__TRECHO__.
*****

Há 44 anos fazendo o que ama, professora Heloisa é homenageada na Feira do Livro

21 maio 2018 | Gente que inspira

Clique no play:

Esta história foi narrada pelos integrantes do projeto Doadores de Voz, dos cursos de Jornalismo e Publicidade e Propaganda da Unaerp.

Há 44 anos, Heloisa faz o que ama. E não é só ela quem diz, mas os projetos que ganham asas e contagiam Ribeirão Preto.

Combinar palavras, pintar poesias, cantar a vida, preencher a escola com arte: eis o seu dia a dia letivo.

Com ela, o estereótipo do adolescente desinteressado, que não gosta de ler, cai do penhasco. Pablo Neruda, Manoel de Barros, Graciliano Ramos, Machado de Assis, Vinicius de Moraes: nomes que se tornam queridos pelos alunos que convivem com Heloísa.

– Toda arte é transformadora. Nós teremos um mundo muito melhor quando todos abraçarem essa experiência maravilhosa que é a capacidade de sentir e ser arte.

*****

__O QUE FAZER__. Copie, do texto sobre a professora Heloisa, o trecho que se inicia nas palavras que contêm "21 maio 2018" e termina em "a dia letivo.".

__CONTEÚDO DA LISTAGEM__.

*****

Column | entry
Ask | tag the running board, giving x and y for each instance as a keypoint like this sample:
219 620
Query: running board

*****

__RESPOSTA__.
21 maio 2018 | Gente que inspira

Clique no play:

Esta história foi narrada pelos integrantes do projeto Doadores de Voz, dos cursos de Jornalismo e Publicidade e Propaganda da Unaerp.

Há 44 anos, Heloisa faz o que ama. E não é só ela quem diz, mas os projetos que ganham asas e contagiam Ribeirão Preto.

Combinar palavras, pintar poesias, cantar a vida, preencher a escola com arte: eis o seu dia a dia letivo.